--- Start ---

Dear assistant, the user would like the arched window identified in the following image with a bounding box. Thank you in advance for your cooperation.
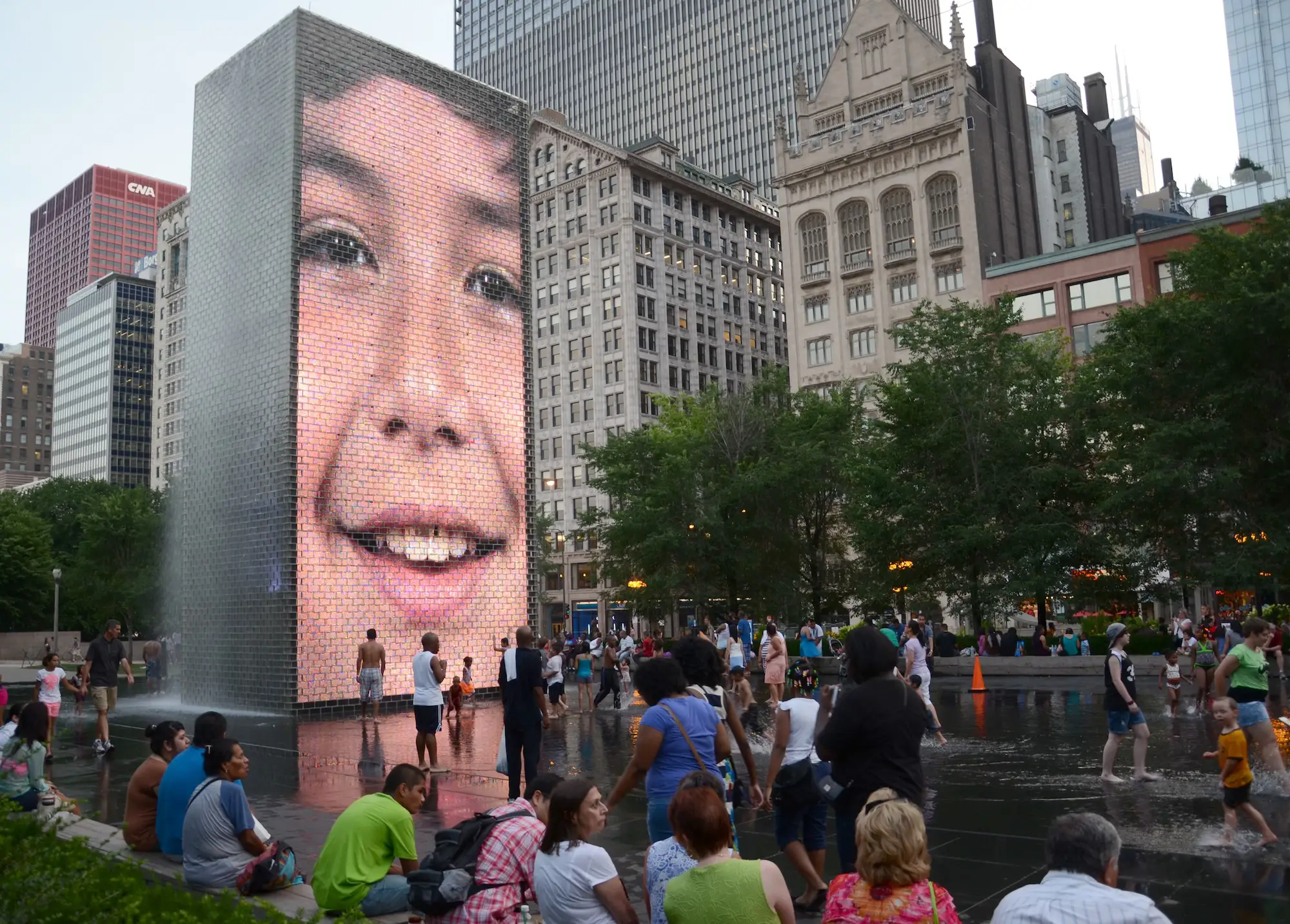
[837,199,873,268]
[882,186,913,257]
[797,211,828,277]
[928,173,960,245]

--- End ---
--- Start ---

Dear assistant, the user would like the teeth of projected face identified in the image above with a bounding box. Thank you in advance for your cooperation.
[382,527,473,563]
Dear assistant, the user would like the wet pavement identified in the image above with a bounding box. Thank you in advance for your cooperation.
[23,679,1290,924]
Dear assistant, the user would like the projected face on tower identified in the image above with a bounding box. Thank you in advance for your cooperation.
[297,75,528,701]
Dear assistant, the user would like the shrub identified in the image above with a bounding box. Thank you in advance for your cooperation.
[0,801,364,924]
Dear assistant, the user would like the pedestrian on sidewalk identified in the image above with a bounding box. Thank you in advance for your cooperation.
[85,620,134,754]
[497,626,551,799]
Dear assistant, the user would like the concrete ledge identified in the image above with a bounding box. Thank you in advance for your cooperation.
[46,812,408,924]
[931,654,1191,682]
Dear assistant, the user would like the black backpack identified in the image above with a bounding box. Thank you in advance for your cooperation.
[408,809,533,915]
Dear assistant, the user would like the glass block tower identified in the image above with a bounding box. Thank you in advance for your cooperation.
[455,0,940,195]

--- End ---

### Task goal:
Can you copy out word for word everything in the entries above from the line containing "Dear assistant, the user would like the black" down to the line containing "[455,0,940,195]", including both of those lines?

### Answer for the task:
Dear assistant, the user would like the black backpack identified in the image above with a bounding box. Thank you in advance for your cooperation.
[408,809,533,915]
Dear assistant, the user would like the glass block tower identified in the image above with a bounding box. Thank you in advance for your cooperation.
[455,0,940,195]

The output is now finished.